TEXT UNDER STUDY:
***

Professor Elizabeth Tipton began her academic career with a Bachelor’s degree in Mathematics from Transylvania University in Kentucky, followed by a Master’s degree in Sociology from the University of Chicago, and a Ph.D. in Statistics from Northwestern University in 2011. After completing her doctorate, she joined Teachers College, Columbia University, as an Assistant Professor of Applied Statistics, where she earned tenure in 2017. In 2018, she returned to Northwestern University as a faculty member.

Her research lies at the intersection of statistics, education, and the social sciences, with a focus on several key areas. These include improving generalizability in randomized trials, through more effective recruitment strategies, study designs tailored to different estimands, and methods to address undercoverage issues. She also specializes in meta-analyses of heterogeneous studies, exploring how to best synthesize findings, assess generalizability, test hypotheses, and explain sources of variation. Another major line of her work concerns communicating research evidence to diverse audiences, using principles of data visualization and human-computer interaction to make results accessible to non-experts.

Her scientific contributions have been widely recognized. In 2025, she was elected a Member of the National Academy of Education, and in 2024, she was named a Fellow of both the American Statistical Association and the American Educational Research Association, in recognition of her influential work integrating statistical methodology with applied social research.

Throughout her career, Professor Elizabeth Tipton has collaborated with researchers from a wide range of disciplines on numerous projects. Among these, she particularly values her involvement in the design and analysis of large-scale randomized controlled trials, such as the National Study of Learning Mindsets, an innovative project conducted with a random sample of U.S. high schools. This study not only evaluated the average impact of an educational intervention but also examined variation in effects across different contexts, offering new insights into how learning outcomes are shaped by environment.

At Northwestern University, Professor Elizabeth Tipton holds several academic and leadership roles. She serves as Professor of Statistics and Data Science, Faculty Fellow at the Institute for Policy Research, and Courtesy Professor in the School of Education and Social Policy. She is also Co-Director of the Statistics for Evidence-Based Policy and Practice Center, where she promotes interdisciplinary research linking statistical innovation with evidence-based policy.

At the national level, she has contributed to major collaborative efforts. In 2021, she served on the National Academies of Sciences, Engineering, and Medicine Consensus Study on the future of education research in the United States. Conducted in the post-pandemic period, this project produced a comprehensive roadmap for building evidence systems rooted in the needs of schools and communities, an achievement she considers particularly meaningful.

Professor Elizabeth Tipton remains actively involved in academic initiatives, research events, and interdisciplinary collaborations aimed at strengthening the connection between statistical science and its practical applications in public policy.

***

According to the profile of Elizabeth Tipton, in what year did she earn tenure at Teachers College, Columbia University? Rely only on the profile of Elizabeth Tipton above.

***

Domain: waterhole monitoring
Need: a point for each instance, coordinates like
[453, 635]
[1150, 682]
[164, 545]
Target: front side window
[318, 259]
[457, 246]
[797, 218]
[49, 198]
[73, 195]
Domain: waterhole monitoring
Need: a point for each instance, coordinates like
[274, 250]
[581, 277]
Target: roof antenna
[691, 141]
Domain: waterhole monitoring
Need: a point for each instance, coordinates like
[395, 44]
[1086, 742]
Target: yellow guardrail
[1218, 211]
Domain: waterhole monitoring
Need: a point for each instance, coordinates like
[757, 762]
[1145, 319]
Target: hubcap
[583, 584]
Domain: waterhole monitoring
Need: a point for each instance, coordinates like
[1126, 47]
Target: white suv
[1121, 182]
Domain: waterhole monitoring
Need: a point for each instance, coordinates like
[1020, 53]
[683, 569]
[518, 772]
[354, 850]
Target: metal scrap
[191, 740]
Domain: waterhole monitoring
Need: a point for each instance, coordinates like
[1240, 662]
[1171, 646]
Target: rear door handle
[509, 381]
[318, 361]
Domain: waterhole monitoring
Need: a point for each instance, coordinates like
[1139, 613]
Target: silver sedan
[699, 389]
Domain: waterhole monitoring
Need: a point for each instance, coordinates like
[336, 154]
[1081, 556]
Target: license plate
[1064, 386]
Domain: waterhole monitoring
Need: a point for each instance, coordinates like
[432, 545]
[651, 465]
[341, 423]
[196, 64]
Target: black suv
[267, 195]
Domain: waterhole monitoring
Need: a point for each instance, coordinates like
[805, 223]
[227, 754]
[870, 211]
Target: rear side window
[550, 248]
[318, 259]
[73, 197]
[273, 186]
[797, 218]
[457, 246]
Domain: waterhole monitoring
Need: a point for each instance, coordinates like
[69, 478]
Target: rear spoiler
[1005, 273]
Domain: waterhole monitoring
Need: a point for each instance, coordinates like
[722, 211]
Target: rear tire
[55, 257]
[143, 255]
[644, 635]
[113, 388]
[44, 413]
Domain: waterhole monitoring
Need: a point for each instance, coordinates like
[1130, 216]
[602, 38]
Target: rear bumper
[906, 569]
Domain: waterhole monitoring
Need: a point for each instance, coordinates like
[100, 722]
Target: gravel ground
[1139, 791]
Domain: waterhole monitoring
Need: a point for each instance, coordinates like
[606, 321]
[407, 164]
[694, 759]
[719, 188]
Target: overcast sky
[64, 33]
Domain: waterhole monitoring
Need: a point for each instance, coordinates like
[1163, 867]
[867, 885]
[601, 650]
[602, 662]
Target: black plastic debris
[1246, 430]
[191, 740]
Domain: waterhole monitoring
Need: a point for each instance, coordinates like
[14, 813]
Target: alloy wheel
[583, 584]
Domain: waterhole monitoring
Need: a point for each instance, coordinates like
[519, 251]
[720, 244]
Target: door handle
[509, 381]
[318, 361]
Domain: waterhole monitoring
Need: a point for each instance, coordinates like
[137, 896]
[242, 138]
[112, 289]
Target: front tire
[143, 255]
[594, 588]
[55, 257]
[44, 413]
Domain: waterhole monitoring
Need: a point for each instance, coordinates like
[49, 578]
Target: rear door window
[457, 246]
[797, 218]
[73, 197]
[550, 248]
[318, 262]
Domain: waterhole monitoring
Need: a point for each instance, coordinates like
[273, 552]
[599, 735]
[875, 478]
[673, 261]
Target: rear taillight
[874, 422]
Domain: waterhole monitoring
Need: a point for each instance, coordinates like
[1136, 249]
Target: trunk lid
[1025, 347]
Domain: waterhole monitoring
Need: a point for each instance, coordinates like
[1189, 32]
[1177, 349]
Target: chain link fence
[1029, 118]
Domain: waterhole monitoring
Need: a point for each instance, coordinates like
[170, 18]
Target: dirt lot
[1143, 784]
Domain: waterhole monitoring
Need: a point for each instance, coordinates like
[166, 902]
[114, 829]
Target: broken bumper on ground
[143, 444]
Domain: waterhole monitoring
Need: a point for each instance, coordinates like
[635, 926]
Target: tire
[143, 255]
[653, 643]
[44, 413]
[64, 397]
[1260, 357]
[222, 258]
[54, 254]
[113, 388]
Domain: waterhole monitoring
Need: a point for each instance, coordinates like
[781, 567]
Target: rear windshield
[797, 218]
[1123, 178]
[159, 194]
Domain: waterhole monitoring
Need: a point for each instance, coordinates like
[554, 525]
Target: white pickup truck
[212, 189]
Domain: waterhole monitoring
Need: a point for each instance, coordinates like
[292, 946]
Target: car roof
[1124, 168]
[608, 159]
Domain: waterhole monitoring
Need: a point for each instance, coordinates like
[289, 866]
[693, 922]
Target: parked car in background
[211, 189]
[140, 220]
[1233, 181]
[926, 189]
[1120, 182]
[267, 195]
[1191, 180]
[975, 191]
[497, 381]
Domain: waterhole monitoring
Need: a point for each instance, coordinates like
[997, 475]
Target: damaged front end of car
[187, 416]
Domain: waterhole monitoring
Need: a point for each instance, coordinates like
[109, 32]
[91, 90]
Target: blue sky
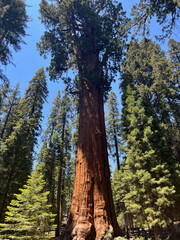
[28, 61]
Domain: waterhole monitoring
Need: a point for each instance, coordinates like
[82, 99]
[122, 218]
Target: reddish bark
[92, 210]
[156, 233]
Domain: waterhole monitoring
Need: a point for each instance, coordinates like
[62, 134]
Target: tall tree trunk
[58, 222]
[156, 232]
[116, 146]
[92, 210]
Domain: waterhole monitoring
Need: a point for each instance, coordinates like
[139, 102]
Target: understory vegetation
[142, 130]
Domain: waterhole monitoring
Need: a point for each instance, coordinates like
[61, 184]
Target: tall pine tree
[17, 149]
[89, 36]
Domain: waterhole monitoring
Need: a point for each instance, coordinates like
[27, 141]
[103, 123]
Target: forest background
[32, 59]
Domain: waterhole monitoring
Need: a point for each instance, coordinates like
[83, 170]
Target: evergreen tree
[145, 180]
[28, 216]
[17, 149]
[113, 128]
[8, 115]
[13, 20]
[166, 12]
[150, 116]
[88, 36]
[56, 154]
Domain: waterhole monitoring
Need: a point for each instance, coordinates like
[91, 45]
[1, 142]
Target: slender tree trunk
[156, 232]
[58, 228]
[92, 210]
[116, 146]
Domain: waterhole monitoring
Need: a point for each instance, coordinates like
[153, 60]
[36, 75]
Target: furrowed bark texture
[92, 210]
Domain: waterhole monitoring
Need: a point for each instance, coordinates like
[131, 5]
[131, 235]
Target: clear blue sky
[28, 61]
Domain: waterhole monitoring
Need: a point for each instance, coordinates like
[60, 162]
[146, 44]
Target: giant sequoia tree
[87, 35]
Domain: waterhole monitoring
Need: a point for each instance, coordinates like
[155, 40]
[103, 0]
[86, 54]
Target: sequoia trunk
[92, 212]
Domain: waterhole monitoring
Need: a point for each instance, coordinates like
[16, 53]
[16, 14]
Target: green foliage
[147, 183]
[166, 12]
[13, 19]
[28, 216]
[55, 154]
[20, 129]
[85, 35]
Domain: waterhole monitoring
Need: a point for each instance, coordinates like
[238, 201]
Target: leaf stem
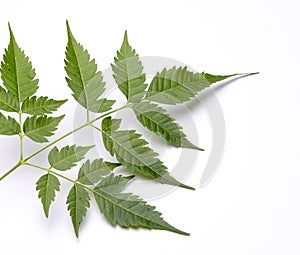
[59, 175]
[75, 130]
[21, 135]
[24, 160]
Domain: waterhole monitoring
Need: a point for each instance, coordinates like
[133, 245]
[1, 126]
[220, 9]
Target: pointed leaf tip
[125, 37]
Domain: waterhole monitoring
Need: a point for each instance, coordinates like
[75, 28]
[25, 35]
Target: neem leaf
[133, 152]
[17, 72]
[157, 120]
[109, 125]
[47, 185]
[83, 79]
[8, 126]
[78, 202]
[127, 210]
[38, 128]
[92, 172]
[178, 85]
[128, 72]
[8, 102]
[67, 157]
[41, 105]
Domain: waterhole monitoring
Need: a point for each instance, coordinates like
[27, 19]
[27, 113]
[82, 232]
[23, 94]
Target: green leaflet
[78, 202]
[8, 126]
[178, 85]
[8, 102]
[127, 210]
[92, 172]
[108, 125]
[114, 184]
[83, 79]
[159, 122]
[67, 157]
[17, 72]
[128, 72]
[47, 185]
[41, 105]
[133, 152]
[38, 128]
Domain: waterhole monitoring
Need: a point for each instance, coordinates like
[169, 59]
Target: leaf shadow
[203, 97]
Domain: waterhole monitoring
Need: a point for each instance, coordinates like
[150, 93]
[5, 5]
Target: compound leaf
[92, 172]
[67, 157]
[108, 125]
[8, 102]
[47, 185]
[157, 120]
[83, 79]
[128, 72]
[133, 152]
[41, 105]
[17, 73]
[8, 126]
[178, 85]
[127, 210]
[78, 202]
[38, 128]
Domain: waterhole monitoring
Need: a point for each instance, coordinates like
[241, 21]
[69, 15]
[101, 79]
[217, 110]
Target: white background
[252, 204]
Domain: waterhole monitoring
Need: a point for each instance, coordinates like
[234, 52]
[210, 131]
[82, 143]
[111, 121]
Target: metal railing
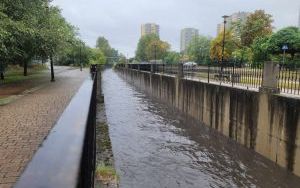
[67, 157]
[289, 79]
[247, 76]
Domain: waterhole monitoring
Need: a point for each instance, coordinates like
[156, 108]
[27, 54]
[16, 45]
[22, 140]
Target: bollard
[270, 78]
[180, 70]
[152, 68]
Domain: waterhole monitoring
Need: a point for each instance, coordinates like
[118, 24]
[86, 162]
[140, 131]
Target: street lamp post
[284, 48]
[223, 43]
[155, 53]
[80, 56]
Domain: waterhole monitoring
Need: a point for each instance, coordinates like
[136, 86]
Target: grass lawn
[15, 83]
[14, 74]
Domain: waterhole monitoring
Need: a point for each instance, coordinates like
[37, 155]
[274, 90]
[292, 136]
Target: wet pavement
[155, 146]
[25, 122]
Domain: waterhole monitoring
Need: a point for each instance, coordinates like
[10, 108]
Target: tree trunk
[52, 69]
[25, 67]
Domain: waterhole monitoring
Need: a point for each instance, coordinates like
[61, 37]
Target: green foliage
[217, 44]
[198, 49]
[260, 48]
[289, 36]
[258, 24]
[157, 49]
[172, 57]
[32, 30]
[97, 56]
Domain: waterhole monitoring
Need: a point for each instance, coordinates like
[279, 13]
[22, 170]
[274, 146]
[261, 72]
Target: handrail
[67, 157]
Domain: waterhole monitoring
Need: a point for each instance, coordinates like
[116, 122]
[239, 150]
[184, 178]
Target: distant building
[238, 16]
[186, 36]
[149, 28]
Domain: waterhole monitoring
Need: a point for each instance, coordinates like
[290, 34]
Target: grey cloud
[119, 20]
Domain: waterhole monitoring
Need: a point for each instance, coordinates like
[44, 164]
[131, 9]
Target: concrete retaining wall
[268, 124]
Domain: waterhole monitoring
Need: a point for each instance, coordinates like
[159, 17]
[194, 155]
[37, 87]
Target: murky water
[155, 146]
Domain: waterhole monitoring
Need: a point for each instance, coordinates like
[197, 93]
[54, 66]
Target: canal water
[155, 146]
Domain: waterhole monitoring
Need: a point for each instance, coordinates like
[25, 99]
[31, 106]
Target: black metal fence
[289, 79]
[247, 76]
[67, 156]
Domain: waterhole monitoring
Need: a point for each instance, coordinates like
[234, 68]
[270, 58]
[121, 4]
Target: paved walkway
[26, 122]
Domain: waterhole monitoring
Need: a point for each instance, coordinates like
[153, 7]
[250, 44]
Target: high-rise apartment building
[149, 28]
[186, 36]
[238, 16]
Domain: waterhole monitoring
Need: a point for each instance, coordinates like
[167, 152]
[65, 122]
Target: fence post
[180, 70]
[270, 78]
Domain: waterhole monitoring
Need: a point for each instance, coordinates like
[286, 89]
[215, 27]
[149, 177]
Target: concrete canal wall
[266, 123]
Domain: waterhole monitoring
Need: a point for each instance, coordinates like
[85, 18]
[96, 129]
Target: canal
[155, 146]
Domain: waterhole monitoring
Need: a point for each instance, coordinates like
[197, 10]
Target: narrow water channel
[155, 146]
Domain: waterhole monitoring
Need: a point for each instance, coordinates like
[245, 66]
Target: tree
[289, 36]
[144, 41]
[103, 45]
[258, 24]
[157, 49]
[172, 57]
[97, 56]
[198, 49]
[217, 44]
[261, 49]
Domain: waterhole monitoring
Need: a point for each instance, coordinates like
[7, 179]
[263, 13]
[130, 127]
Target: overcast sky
[120, 20]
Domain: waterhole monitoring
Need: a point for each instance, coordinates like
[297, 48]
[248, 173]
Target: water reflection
[155, 146]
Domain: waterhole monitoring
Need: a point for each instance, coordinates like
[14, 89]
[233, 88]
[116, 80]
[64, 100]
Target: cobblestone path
[26, 122]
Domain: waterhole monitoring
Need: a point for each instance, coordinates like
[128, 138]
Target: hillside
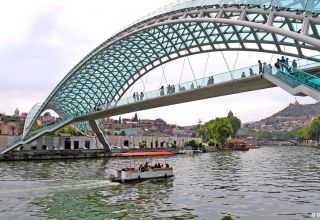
[290, 118]
[297, 110]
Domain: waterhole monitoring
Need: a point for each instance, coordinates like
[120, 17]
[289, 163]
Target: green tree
[314, 129]
[302, 134]
[192, 143]
[66, 130]
[235, 123]
[135, 118]
[218, 130]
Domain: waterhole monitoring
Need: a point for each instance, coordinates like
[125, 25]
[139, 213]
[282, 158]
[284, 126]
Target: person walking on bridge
[134, 97]
[260, 67]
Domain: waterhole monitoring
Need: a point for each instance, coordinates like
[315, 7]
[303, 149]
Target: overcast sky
[41, 41]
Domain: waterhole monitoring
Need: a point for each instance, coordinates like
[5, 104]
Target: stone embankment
[71, 154]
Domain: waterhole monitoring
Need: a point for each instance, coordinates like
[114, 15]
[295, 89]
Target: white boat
[133, 174]
[190, 151]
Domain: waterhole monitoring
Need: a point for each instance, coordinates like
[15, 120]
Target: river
[277, 182]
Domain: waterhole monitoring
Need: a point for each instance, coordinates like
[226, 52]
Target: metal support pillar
[100, 135]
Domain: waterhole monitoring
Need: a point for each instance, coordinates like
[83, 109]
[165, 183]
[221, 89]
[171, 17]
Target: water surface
[266, 183]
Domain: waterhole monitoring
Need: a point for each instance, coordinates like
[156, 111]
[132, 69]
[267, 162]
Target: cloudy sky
[41, 41]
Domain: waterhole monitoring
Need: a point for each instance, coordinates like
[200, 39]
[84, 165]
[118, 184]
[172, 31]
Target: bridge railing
[290, 76]
[186, 86]
[294, 77]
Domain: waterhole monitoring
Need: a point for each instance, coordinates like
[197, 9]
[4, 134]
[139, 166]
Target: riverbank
[73, 154]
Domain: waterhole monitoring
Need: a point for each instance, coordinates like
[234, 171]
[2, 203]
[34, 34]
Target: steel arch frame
[164, 35]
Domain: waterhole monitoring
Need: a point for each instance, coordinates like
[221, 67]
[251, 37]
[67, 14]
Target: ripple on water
[265, 183]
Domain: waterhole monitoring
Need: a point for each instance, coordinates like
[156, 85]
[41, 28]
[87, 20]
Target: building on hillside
[16, 113]
[23, 116]
[10, 128]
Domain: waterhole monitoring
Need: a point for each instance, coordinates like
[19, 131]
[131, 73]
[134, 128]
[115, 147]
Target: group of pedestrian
[210, 81]
[138, 97]
[283, 64]
[171, 89]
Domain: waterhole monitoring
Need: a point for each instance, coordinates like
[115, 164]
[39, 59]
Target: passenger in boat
[168, 89]
[162, 91]
[146, 166]
[251, 71]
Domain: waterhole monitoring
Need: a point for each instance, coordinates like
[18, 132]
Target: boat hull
[131, 174]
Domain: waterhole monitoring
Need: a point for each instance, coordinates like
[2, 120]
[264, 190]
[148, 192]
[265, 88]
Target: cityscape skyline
[44, 40]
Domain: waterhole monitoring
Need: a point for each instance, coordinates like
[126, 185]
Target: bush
[192, 143]
[142, 145]
[211, 142]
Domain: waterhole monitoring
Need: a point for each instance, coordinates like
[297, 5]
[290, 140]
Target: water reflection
[266, 183]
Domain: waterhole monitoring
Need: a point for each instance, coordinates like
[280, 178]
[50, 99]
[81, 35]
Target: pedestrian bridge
[95, 87]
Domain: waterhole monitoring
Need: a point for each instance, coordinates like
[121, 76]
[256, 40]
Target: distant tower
[230, 114]
[16, 112]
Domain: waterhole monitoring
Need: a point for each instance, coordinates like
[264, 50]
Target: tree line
[218, 130]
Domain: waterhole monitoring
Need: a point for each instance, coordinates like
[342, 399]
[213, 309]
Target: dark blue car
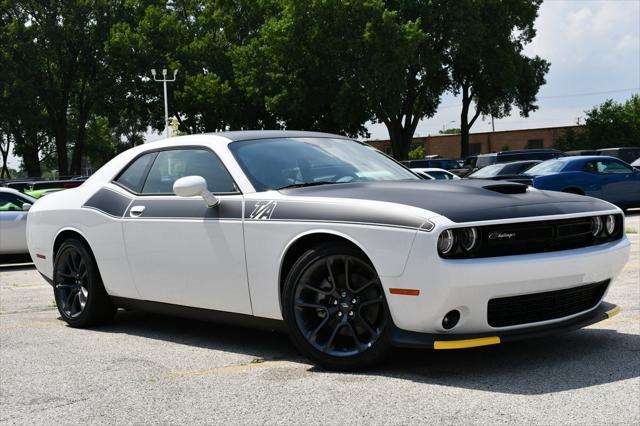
[607, 178]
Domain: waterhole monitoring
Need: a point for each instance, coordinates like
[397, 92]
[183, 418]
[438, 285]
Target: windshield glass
[488, 171]
[280, 162]
[546, 168]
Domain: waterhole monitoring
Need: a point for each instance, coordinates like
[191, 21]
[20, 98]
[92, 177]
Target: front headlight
[468, 238]
[446, 241]
[596, 226]
[610, 224]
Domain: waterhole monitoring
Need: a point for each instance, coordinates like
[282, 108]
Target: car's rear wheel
[79, 293]
[335, 310]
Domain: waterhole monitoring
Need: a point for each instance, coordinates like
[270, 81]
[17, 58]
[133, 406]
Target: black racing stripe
[466, 200]
[109, 202]
[330, 212]
[182, 208]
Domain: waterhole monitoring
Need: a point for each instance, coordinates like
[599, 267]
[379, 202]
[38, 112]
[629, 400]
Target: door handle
[136, 211]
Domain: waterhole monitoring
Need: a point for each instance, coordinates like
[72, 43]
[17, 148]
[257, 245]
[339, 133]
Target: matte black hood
[461, 200]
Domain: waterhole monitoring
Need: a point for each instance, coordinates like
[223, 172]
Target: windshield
[488, 171]
[546, 168]
[281, 162]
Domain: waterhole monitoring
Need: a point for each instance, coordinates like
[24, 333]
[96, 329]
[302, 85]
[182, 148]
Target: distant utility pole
[164, 80]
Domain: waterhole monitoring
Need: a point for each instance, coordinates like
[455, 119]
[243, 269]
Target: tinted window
[279, 162]
[547, 167]
[612, 166]
[10, 202]
[170, 166]
[133, 176]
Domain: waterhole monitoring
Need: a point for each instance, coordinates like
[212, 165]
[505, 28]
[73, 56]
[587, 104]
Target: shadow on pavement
[557, 363]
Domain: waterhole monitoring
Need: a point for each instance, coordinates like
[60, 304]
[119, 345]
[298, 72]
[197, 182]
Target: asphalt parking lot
[150, 369]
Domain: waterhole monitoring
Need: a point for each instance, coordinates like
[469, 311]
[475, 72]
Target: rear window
[546, 168]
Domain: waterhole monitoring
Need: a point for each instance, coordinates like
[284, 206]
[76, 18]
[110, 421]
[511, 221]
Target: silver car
[13, 221]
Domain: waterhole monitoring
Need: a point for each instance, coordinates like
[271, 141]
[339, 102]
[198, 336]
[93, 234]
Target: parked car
[439, 163]
[38, 193]
[347, 250]
[484, 160]
[13, 221]
[49, 184]
[432, 173]
[628, 155]
[602, 177]
[503, 170]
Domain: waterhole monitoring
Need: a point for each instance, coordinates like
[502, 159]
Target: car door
[621, 184]
[181, 251]
[13, 222]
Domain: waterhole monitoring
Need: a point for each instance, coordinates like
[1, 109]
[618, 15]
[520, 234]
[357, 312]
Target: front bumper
[410, 339]
[440, 285]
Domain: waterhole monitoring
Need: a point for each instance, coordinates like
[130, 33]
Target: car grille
[536, 307]
[537, 237]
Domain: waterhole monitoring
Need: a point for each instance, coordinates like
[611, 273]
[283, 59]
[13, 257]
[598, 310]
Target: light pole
[164, 80]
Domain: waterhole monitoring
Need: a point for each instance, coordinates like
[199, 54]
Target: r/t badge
[263, 210]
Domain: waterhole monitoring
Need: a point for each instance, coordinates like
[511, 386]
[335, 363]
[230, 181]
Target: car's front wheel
[79, 293]
[335, 310]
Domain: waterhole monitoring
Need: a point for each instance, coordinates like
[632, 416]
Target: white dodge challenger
[329, 238]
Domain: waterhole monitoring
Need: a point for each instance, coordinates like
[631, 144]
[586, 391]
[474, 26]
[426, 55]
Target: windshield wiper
[306, 184]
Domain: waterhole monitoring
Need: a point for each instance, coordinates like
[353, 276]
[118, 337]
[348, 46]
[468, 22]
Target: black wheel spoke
[371, 302]
[367, 285]
[302, 304]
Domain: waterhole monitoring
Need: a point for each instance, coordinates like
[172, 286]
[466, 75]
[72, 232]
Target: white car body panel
[13, 224]
[234, 265]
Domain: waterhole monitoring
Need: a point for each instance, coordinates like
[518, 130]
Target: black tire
[323, 318]
[77, 287]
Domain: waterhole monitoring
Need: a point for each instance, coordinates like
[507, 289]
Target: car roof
[520, 151]
[242, 135]
[15, 192]
[431, 169]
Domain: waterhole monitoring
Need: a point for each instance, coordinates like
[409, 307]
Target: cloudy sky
[593, 47]
[594, 50]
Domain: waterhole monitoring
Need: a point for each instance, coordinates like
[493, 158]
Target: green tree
[485, 60]
[613, 124]
[417, 154]
[60, 55]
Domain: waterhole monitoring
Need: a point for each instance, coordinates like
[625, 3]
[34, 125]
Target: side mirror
[194, 186]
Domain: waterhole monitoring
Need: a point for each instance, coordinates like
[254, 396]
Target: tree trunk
[78, 150]
[30, 158]
[464, 123]
[4, 174]
[401, 136]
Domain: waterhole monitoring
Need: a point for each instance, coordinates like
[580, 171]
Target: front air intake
[507, 188]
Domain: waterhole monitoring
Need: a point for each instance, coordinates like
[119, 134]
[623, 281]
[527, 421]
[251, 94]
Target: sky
[594, 50]
[593, 47]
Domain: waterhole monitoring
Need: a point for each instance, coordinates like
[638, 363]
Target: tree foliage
[76, 83]
[608, 125]
[487, 66]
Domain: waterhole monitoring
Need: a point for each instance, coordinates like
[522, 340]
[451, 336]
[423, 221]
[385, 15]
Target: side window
[612, 166]
[590, 167]
[133, 176]
[10, 202]
[170, 166]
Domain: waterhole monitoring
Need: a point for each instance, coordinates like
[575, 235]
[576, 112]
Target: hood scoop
[507, 188]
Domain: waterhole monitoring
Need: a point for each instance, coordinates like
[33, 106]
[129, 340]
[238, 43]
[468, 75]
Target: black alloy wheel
[79, 293]
[336, 307]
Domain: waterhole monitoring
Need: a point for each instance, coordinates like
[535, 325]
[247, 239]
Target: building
[448, 146]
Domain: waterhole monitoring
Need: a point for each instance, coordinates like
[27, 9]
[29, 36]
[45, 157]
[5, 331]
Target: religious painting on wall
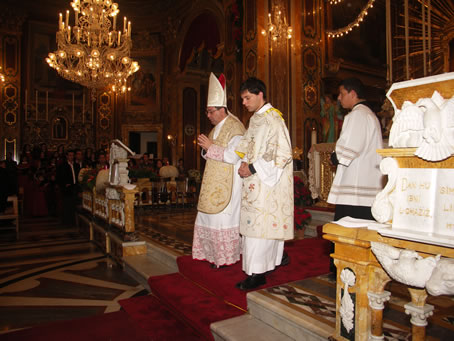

***

ANSWER FOR THE TASK: 2017.